• Extracted data:
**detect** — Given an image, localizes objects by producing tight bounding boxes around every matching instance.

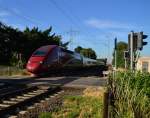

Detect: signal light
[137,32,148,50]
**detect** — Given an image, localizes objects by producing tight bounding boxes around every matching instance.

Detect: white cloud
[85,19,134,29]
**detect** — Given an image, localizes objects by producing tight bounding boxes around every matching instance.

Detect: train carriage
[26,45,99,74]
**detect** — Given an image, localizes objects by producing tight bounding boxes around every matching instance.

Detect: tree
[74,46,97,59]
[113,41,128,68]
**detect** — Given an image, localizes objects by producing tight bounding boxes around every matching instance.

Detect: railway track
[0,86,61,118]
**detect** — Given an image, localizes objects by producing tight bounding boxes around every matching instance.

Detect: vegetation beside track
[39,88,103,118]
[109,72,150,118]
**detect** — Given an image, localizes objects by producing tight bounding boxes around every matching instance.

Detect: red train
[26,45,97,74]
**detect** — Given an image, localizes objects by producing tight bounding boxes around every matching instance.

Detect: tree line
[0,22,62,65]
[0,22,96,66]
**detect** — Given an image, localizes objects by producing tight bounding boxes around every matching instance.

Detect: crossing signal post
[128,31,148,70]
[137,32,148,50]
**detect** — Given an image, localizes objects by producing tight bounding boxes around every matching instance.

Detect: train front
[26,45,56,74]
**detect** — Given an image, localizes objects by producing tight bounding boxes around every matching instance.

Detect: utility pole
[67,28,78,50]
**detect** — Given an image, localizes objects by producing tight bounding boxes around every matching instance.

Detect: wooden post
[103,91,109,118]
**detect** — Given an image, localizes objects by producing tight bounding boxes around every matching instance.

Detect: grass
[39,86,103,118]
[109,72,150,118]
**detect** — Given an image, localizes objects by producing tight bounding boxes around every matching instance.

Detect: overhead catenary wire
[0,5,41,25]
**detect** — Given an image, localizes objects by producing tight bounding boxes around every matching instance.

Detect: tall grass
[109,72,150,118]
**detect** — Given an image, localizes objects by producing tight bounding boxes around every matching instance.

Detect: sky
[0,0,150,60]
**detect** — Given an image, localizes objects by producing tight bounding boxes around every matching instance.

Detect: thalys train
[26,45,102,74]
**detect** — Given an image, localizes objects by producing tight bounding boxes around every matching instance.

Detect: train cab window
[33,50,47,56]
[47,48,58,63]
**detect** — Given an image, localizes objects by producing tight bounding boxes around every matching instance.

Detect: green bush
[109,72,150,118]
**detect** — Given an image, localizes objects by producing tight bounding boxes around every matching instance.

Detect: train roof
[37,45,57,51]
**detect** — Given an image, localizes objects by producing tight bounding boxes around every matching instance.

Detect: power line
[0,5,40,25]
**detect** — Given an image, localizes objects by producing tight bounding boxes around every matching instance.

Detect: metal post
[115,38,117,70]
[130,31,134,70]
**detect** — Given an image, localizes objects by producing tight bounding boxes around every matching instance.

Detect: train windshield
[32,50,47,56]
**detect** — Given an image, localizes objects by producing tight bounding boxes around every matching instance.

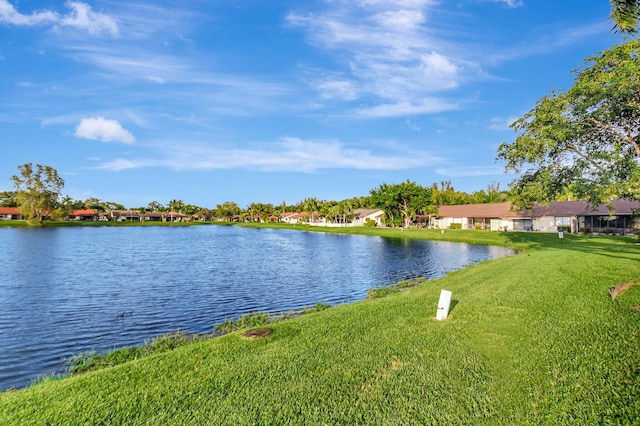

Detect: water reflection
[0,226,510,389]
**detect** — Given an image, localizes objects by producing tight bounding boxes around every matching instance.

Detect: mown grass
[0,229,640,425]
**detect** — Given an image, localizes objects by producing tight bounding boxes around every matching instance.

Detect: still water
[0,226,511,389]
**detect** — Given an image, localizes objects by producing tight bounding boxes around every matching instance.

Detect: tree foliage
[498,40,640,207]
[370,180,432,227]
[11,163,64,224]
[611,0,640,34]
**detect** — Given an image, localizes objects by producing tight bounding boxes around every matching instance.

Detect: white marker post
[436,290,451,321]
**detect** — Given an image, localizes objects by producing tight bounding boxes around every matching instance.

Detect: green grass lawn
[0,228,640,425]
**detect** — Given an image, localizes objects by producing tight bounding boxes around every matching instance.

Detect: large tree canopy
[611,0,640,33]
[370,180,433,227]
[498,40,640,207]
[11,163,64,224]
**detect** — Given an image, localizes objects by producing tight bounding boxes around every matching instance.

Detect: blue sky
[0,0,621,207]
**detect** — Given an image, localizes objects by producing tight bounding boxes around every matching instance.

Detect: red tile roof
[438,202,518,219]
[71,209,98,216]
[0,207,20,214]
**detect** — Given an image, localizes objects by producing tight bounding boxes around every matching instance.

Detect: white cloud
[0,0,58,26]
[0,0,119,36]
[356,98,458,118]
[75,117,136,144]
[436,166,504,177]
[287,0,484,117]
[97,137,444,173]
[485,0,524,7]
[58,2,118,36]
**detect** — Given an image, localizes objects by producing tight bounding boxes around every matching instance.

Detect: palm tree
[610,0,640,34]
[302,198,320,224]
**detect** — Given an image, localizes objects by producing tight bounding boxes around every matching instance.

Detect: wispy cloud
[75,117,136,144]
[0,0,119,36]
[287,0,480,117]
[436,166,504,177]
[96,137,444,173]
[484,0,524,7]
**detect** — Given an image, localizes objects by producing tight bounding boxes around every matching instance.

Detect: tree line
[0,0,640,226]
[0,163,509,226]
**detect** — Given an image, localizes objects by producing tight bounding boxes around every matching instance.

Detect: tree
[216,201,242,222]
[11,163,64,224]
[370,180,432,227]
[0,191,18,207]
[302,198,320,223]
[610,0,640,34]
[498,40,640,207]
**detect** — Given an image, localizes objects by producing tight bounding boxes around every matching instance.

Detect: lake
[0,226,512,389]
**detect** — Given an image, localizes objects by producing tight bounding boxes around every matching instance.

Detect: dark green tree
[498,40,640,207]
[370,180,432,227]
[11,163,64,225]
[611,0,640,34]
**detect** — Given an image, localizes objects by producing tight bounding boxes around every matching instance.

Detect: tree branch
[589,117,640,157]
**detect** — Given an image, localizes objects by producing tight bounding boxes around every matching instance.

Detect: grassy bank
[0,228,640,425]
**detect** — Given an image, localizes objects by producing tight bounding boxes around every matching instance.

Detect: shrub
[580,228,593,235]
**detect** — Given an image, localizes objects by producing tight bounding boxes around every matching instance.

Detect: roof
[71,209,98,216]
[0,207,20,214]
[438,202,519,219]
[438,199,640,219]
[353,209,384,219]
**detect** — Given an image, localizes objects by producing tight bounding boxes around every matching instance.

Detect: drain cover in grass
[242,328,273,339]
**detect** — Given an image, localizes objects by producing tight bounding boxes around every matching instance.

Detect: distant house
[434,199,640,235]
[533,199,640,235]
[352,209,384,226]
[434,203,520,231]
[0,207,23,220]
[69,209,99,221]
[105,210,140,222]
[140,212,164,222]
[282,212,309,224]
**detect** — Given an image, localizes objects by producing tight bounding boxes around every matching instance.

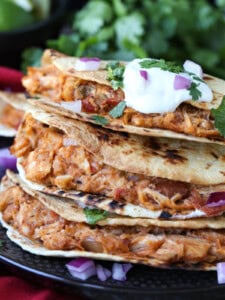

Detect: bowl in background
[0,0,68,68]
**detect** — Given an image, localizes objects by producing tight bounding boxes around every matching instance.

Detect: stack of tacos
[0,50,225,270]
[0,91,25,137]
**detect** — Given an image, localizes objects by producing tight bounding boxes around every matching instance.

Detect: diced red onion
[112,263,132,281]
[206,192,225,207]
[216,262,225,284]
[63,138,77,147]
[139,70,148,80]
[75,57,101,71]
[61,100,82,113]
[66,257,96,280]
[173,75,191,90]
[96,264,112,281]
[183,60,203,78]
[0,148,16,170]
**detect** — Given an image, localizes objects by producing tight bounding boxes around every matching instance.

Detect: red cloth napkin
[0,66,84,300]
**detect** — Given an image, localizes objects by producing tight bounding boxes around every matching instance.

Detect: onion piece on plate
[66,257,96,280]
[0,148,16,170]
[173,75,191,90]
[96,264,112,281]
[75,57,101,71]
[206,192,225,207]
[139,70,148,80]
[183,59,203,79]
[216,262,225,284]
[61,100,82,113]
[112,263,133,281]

...

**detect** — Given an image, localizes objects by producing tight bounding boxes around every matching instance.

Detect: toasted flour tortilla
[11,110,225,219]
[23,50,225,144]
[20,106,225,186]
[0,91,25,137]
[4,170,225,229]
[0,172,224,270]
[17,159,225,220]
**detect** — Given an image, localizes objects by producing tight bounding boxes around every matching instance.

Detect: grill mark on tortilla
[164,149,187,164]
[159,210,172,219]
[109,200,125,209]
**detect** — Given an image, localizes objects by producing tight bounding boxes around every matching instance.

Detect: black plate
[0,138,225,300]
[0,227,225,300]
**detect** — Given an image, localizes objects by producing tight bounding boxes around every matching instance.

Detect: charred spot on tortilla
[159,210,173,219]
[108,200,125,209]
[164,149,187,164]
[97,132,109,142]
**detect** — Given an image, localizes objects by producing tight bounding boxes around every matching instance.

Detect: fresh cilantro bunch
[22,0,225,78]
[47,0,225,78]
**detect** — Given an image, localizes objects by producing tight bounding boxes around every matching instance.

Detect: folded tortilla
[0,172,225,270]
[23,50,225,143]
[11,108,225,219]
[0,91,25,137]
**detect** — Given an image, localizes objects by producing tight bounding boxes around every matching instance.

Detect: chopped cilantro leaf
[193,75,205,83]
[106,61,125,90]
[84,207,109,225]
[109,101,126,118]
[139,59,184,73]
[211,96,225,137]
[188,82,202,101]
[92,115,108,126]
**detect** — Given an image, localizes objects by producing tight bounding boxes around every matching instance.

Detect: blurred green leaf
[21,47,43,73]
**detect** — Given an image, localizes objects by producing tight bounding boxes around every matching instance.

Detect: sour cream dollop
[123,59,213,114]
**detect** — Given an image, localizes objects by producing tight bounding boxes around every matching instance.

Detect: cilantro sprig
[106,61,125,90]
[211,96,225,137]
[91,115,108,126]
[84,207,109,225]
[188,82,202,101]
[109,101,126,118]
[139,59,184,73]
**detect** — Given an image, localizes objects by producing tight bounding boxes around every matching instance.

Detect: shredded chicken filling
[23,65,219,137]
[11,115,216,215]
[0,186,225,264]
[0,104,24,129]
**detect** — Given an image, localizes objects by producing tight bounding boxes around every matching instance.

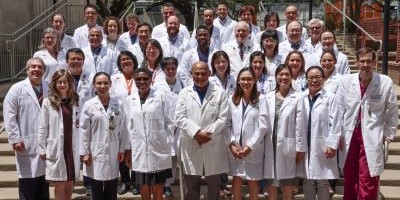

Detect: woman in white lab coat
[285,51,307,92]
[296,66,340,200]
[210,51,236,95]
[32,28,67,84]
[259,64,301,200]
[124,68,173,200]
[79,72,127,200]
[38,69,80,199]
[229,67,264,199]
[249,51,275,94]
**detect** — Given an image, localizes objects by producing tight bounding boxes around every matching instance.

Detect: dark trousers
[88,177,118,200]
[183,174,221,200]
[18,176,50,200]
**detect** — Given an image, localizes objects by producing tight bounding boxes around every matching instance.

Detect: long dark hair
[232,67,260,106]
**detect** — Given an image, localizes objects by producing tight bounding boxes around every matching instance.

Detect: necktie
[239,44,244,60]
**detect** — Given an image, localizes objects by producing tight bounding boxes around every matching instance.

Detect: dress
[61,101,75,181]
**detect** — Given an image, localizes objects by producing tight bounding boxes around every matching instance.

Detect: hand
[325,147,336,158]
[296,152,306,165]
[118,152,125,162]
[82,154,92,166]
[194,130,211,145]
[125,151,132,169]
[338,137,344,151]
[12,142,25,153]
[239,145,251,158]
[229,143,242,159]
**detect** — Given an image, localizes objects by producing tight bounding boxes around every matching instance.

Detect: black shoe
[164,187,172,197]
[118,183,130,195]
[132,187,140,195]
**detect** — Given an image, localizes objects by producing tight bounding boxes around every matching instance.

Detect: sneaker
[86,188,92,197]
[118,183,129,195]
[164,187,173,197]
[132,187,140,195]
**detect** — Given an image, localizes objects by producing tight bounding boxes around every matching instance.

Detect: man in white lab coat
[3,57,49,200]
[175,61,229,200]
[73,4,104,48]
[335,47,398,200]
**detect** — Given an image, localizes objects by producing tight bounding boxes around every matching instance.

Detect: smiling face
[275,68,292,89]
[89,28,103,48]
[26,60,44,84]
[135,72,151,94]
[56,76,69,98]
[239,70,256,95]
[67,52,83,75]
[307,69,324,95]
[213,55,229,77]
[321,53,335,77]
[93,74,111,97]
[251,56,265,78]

• Task brief:
From the lines above, extract every line that contains the word "black".

• Response to the task:
Detect: black plate
Detect: black shoe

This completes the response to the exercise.